Текст страницы:
Паспорт 11333. Восемь лет в ЦРУ — страница 24 из 33

Согласно достигнутому «джентльменскому» соглашению, в следственном управлении оставались Интерпол и отдел портов и плавсостава, но отряд, обслуживавший аэропорт, переходил в управление разведки и контрразведки, хотя обычные донесения, как и раньше, должен был отправлять в следственное управление.

Все остались довольны: следственное управление сохранило за собой свое «сокровище», американцы получили доступ к международным воротам страны, а в таможне морского порта у них уже были свои люди, да он и не имел для них такого значения, как аэропорт.

После того как был обеспечен контроль над аэропортом, Флейтас получил задание провести чистку персонала, находящегося в его подчинении. Часть людей он освободил и на их место поставил доверенных лиц. Еще при Барлокко в аэропорту был улучшен организационный и технический уровень полицейской службы. Здесь был установлен быстродействующий аппарат, который выдавал моментальные снимки всех пассажиров. Одна копия направлялась в управление разведки и контрразведки, другая — в архив посольства США.

Исходные записи:
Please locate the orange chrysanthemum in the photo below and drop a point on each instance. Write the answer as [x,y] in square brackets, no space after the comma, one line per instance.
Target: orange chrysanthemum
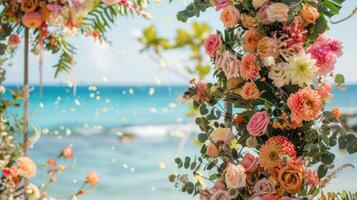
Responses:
[273,151]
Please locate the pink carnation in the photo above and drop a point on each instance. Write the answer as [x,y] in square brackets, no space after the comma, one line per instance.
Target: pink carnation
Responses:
[212,44]
[325,91]
[249,69]
[305,104]
[325,51]
[258,124]
[249,162]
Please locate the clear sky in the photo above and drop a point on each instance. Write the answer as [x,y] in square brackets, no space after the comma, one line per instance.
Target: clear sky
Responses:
[121,62]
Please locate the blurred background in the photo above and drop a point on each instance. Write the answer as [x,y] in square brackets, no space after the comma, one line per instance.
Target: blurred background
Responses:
[127,120]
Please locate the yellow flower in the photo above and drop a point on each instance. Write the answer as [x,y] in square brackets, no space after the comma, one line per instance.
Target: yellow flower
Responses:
[234,144]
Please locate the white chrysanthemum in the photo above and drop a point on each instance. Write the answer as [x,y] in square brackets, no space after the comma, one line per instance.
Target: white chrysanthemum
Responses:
[302,69]
[278,74]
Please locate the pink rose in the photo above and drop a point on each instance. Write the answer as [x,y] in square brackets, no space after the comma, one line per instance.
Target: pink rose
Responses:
[264,186]
[249,162]
[277,12]
[212,44]
[212,150]
[109,2]
[325,91]
[221,4]
[258,124]
[222,135]
[230,65]
[235,176]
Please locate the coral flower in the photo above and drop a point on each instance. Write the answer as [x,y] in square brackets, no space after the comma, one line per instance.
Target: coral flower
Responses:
[251,39]
[277,12]
[336,113]
[305,104]
[249,69]
[32,20]
[248,21]
[268,47]
[272,152]
[26,167]
[92,178]
[230,16]
[291,177]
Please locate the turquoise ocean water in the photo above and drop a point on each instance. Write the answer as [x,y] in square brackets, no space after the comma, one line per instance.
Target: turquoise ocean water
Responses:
[94,119]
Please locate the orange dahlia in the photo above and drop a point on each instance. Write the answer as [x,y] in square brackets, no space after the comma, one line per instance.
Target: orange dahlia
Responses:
[273,151]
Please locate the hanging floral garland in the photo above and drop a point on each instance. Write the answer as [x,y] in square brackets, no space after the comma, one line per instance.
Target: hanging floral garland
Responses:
[46,25]
[274,65]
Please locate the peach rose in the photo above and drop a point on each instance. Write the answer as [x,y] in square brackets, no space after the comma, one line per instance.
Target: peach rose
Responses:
[212,150]
[251,39]
[222,135]
[32,20]
[277,12]
[230,16]
[248,21]
[268,47]
[109,2]
[258,124]
[235,176]
[249,162]
[26,167]
[230,65]
[250,91]
[309,13]
[67,152]
[262,15]
[325,91]
[264,186]
[291,177]
[92,178]
[259,3]
[249,69]
[212,44]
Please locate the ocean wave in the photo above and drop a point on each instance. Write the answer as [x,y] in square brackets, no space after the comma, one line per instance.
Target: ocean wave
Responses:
[143,131]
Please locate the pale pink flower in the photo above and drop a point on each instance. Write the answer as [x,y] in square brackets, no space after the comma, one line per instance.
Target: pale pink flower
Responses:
[230,65]
[249,162]
[250,91]
[325,51]
[325,91]
[258,124]
[235,176]
[212,44]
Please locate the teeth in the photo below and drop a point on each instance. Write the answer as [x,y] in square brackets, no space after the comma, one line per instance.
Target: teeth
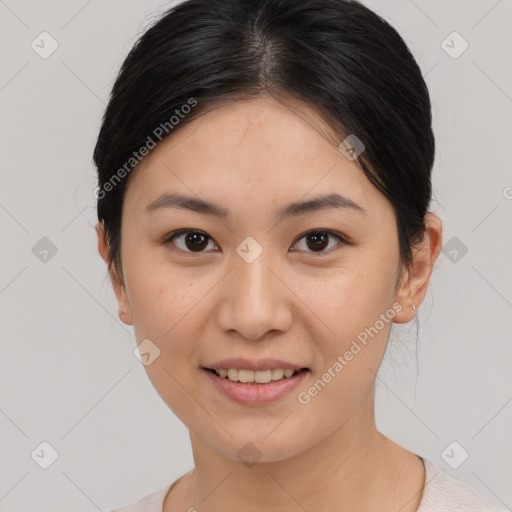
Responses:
[260,376]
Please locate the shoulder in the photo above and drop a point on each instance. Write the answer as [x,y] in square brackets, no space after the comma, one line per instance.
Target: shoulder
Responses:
[151,503]
[443,493]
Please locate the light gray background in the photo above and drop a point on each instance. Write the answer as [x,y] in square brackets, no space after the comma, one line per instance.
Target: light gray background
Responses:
[68,375]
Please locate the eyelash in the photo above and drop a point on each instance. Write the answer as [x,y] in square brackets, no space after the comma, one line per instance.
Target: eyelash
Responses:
[169,238]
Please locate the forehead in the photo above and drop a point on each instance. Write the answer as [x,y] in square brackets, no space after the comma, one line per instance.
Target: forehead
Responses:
[254,148]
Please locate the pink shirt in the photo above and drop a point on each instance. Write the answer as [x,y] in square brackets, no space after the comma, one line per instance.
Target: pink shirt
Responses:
[441,493]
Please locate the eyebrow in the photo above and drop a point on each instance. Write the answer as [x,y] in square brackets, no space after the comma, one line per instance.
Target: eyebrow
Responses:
[195,204]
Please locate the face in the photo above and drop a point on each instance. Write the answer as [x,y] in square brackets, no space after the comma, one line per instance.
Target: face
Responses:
[300,286]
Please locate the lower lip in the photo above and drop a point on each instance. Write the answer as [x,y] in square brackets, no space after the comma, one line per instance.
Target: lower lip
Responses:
[253,393]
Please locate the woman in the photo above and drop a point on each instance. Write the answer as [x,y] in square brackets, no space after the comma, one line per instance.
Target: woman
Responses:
[264,182]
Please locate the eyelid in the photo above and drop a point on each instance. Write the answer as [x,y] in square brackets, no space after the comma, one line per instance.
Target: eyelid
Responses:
[341,238]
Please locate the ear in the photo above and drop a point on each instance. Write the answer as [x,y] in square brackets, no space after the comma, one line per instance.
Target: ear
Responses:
[414,284]
[125,312]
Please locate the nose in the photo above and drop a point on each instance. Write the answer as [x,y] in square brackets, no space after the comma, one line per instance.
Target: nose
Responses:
[255,300]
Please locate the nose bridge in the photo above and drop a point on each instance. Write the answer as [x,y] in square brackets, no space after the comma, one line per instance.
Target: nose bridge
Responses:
[254,299]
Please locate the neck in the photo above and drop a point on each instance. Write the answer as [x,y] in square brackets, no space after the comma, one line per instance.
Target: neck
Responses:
[355,467]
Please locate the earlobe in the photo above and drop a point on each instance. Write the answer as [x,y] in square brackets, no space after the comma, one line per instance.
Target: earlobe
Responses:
[414,288]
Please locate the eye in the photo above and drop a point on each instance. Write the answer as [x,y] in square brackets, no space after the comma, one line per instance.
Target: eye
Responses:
[318,239]
[192,240]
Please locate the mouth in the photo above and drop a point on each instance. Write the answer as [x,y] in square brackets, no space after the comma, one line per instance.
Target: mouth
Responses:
[254,388]
[256,376]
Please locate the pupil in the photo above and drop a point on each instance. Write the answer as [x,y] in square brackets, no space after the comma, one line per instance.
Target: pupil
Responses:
[320,240]
[196,240]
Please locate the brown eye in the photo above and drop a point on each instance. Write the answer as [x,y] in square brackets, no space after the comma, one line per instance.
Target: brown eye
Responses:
[318,240]
[190,240]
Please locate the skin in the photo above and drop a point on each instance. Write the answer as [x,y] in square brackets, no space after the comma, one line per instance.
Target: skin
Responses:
[291,303]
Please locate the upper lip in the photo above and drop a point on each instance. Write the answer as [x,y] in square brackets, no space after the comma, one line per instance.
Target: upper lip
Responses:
[245,364]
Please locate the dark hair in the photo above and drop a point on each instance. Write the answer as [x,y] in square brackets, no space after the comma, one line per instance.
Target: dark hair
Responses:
[337,56]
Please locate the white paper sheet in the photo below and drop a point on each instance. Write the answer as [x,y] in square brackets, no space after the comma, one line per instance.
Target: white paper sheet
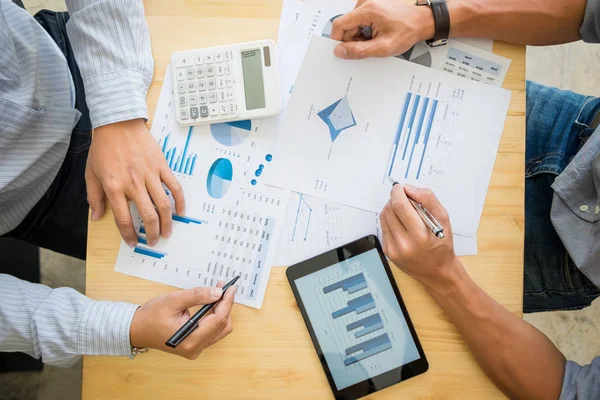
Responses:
[459,58]
[290,11]
[233,224]
[313,226]
[340,137]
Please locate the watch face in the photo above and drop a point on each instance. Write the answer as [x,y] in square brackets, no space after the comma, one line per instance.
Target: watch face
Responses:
[437,43]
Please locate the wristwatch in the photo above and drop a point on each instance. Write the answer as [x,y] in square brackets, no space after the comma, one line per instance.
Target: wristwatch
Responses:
[441,18]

Задание:
Назовите все полицейские подразделения (управления, отделы, отряды), которые упоминаются в тексте страницы.

Результат:
- следственное управление
- Интерпол
- отдел портов и плавсостава
- отряд, обслуживавший аэропорт
- управление разведки и контрразведки